PROBLEM DESCRIPTION: Make an exact copy of all the records.

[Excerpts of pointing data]
——————

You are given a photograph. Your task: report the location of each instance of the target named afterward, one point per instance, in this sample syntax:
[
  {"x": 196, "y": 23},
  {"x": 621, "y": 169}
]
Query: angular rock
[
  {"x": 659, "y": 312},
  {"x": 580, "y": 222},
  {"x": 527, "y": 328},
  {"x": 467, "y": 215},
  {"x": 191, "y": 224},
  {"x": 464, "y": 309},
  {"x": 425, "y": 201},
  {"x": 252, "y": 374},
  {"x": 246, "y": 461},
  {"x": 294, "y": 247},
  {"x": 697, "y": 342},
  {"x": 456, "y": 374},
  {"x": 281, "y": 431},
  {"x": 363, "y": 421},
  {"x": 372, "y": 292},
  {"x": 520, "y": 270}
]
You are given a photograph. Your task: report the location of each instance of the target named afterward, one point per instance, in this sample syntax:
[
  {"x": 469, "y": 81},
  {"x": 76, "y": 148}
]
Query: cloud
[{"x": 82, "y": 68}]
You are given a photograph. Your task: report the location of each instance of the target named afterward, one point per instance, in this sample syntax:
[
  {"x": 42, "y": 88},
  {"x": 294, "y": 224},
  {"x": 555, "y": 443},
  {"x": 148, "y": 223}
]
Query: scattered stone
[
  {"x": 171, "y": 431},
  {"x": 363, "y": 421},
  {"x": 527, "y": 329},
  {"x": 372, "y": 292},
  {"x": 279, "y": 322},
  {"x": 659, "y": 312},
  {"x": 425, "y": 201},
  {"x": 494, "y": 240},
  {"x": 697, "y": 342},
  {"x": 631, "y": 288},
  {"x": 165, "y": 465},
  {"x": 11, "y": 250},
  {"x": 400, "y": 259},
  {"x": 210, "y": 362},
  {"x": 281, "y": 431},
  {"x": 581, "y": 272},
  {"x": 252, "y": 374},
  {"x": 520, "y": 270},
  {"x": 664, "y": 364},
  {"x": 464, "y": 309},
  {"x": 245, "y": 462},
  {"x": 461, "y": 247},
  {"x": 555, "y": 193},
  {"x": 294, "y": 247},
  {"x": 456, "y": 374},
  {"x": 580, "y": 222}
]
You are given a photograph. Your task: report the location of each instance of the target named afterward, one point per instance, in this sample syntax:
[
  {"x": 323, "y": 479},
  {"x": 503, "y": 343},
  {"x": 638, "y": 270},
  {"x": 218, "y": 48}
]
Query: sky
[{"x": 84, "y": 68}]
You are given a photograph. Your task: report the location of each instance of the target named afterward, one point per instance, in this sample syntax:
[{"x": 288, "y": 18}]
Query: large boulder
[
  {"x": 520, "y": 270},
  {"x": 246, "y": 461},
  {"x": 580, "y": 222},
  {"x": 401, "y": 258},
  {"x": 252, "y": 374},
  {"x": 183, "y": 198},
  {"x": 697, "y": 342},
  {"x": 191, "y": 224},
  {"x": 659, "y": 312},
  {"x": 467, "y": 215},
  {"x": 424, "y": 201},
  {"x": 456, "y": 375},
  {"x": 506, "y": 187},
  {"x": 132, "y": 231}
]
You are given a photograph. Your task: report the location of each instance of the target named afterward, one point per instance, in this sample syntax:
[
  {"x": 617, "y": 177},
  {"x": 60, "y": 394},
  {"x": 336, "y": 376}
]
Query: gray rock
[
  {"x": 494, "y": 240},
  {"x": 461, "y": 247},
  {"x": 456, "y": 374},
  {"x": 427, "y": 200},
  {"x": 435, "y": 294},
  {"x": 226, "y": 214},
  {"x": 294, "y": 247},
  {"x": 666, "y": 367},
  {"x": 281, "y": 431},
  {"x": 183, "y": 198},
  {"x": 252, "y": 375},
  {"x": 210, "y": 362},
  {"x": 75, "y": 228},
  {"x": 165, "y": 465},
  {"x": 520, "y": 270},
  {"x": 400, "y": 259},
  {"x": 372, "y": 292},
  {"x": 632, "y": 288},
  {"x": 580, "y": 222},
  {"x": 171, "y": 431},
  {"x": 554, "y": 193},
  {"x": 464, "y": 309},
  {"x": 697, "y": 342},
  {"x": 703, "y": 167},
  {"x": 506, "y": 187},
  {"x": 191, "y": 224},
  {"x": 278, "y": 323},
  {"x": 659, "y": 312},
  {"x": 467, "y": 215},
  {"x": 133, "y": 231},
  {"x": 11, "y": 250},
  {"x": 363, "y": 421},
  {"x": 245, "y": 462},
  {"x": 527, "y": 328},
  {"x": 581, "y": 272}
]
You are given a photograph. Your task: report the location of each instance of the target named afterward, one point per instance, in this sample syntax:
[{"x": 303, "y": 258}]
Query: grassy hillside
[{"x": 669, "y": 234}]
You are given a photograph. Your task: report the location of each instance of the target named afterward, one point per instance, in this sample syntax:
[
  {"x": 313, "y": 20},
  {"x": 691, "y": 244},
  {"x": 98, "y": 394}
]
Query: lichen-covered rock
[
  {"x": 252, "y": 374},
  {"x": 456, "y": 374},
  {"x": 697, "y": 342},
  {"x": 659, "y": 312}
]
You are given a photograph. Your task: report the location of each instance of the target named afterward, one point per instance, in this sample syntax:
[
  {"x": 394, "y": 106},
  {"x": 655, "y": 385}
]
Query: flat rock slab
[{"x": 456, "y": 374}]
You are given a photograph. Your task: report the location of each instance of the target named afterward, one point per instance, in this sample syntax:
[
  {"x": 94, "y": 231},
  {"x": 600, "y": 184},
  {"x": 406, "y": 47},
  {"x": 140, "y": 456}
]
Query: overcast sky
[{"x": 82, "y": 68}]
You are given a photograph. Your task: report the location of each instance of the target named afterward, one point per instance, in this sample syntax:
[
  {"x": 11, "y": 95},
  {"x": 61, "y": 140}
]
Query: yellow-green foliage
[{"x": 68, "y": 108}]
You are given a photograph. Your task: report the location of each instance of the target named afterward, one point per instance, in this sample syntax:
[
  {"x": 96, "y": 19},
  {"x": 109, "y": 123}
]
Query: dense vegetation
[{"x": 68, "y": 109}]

——————

SOLUTION:
You are given a photograph. Your task: report the location of each instance of the target named afterward, one point per instance, in this sample syntax:
[
  {"x": 196, "y": 23},
  {"x": 621, "y": 169}
]
Query: angular rock
[
  {"x": 659, "y": 312},
  {"x": 580, "y": 222},
  {"x": 527, "y": 328},
  {"x": 467, "y": 215},
  {"x": 191, "y": 224},
  {"x": 464, "y": 309},
  {"x": 425, "y": 201},
  {"x": 252, "y": 374},
  {"x": 246, "y": 461},
  {"x": 294, "y": 247},
  {"x": 697, "y": 342},
  {"x": 456, "y": 374},
  {"x": 281, "y": 431},
  {"x": 363, "y": 421},
  {"x": 372, "y": 292},
  {"x": 520, "y": 270}
]
You are given a photograph. Your task: report the location of each instance of the target named afterward, one point per instance, in this sample syntax:
[
  {"x": 469, "y": 81},
  {"x": 76, "y": 148}
]
Query: cloud
[{"x": 82, "y": 68}]
You are given a photograph. Your task: report the location of each instance of the target named afterward, one point per instance, in this sample syntax:
[
  {"x": 42, "y": 88},
  {"x": 294, "y": 224},
  {"x": 555, "y": 443},
  {"x": 148, "y": 223}
]
Query: scattered stone
[
  {"x": 171, "y": 431},
  {"x": 363, "y": 421},
  {"x": 527, "y": 329},
  {"x": 372, "y": 292},
  {"x": 279, "y": 322},
  {"x": 659, "y": 312},
  {"x": 425, "y": 201},
  {"x": 494, "y": 240},
  {"x": 697, "y": 342},
  {"x": 631, "y": 288},
  {"x": 165, "y": 465},
  {"x": 11, "y": 250},
  {"x": 400, "y": 259},
  {"x": 210, "y": 362},
  {"x": 281, "y": 431},
  {"x": 581, "y": 272},
  {"x": 252, "y": 374},
  {"x": 520, "y": 270},
  {"x": 664, "y": 364},
  {"x": 464, "y": 309},
  {"x": 245, "y": 462},
  {"x": 461, "y": 247},
  {"x": 555, "y": 193},
  {"x": 294, "y": 247},
  {"x": 456, "y": 374},
  {"x": 580, "y": 222}
]
You are given a photograph. Your task: report the location of each instance of the target named afterward, one point per instance, in this sample syntax:
[
  {"x": 323, "y": 479},
  {"x": 503, "y": 343},
  {"x": 638, "y": 270},
  {"x": 218, "y": 48}
]
Query: sky
[{"x": 84, "y": 68}]
You are given a photograph. Your task: report the location of each instance of the target named afterward, one point per instance, in this sample syntax:
[{"x": 288, "y": 18}]
Query: large boulder
[
  {"x": 520, "y": 270},
  {"x": 246, "y": 461},
  {"x": 580, "y": 222},
  {"x": 401, "y": 258},
  {"x": 252, "y": 374},
  {"x": 183, "y": 198},
  {"x": 697, "y": 342},
  {"x": 191, "y": 224},
  {"x": 659, "y": 312},
  {"x": 467, "y": 215},
  {"x": 424, "y": 201},
  {"x": 456, "y": 375},
  {"x": 506, "y": 187},
  {"x": 132, "y": 231}
]
You are given a photograph. Your task: report the location of each instance of the target named afterward, one point per instance, in this sample syntax:
[
  {"x": 617, "y": 177},
  {"x": 60, "y": 394},
  {"x": 336, "y": 376}
]
Query: gray rock
[
  {"x": 494, "y": 240},
  {"x": 461, "y": 247},
  {"x": 456, "y": 374},
  {"x": 427, "y": 200},
  {"x": 435, "y": 294},
  {"x": 226, "y": 214},
  {"x": 294, "y": 247},
  {"x": 666, "y": 367},
  {"x": 281, "y": 431},
  {"x": 183, "y": 198},
  {"x": 252, "y": 375},
  {"x": 210, "y": 362},
  {"x": 75, "y": 228},
  {"x": 165, "y": 465},
  {"x": 520, "y": 270},
  {"x": 400, "y": 259},
  {"x": 372, "y": 292},
  {"x": 632, "y": 288},
  {"x": 580, "y": 222},
  {"x": 171, "y": 431},
  {"x": 554, "y": 193},
  {"x": 464, "y": 309},
  {"x": 697, "y": 342},
  {"x": 703, "y": 167},
  {"x": 506, "y": 187},
  {"x": 191, "y": 224},
  {"x": 278, "y": 323},
  {"x": 659, "y": 312},
  {"x": 467, "y": 215},
  {"x": 133, "y": 231},
  {"x": 11, "y": 250},
  {"x": 363, "y": 421},
  {"x": 245, "y": 462},
  {"x": 527, "y": 328},
  {"x": 581, "y": 272}
]
You are given a photograph. Your task: report the location of each instance of the target named afterward, one point per instance, in this sample syntax:
[{"x": 303, "y": 258}]
Query: grassy hillside
[{"x": 669, "y": 234}]
You are given a photograph. Your task: report the location of each instance of the target named afterward, one point per instance, in this sample syntax:
[
  {"x": 313, "y": 20},
  {"x": 691, "y": 244},
  {"x": 98, "y": 394}
]
Query: lichen-covered rock
[
  {"x": 252, "y": 374},
  {"x": 456, "y": 374},
  {"x": 697, "y": 342},
  {"x": 659, "y": 312}
]
You are given a photograph. Your task: report the location of each instance of the target named afterward, one point per instance, in this sample syntax:
[
  {"x": 394, "y": 106},
  {"x": 655, "y": 385}
]
Query: flat rock slab
[{"x": 456, "y": 374}]
You are given a photograph. Your task: report the location of each instance of the target named afterward, one point per instance, in this sample syntax:
[
  {"x": 94, "y": 231},
  {"x": 600, "y": 184},
  {"x": 406, "y": 47},
  {"x": 140, "y": 456}
]
Query: overcast sky
[{"x": 82, "y": 68}]
You are given a photograph. Your task: report the location of each instance of the target named afterward, one point per instance, in this sample syntax:
[
  {"x": 11, "y": 95},
  {"x": 61, "y": 140}
]
Query: yellow-green foliage
[{"x": 68, "y": 108}]
You are given a photograph. Your task: report the location of each instance of the target named afterward, one point per instance, in this sample syntax:
[
  {"x": 96, "y": 19},
  {"x": 109, "y": 123}
]
Query: dense vegetation
[{"x": 68, "y": 109}]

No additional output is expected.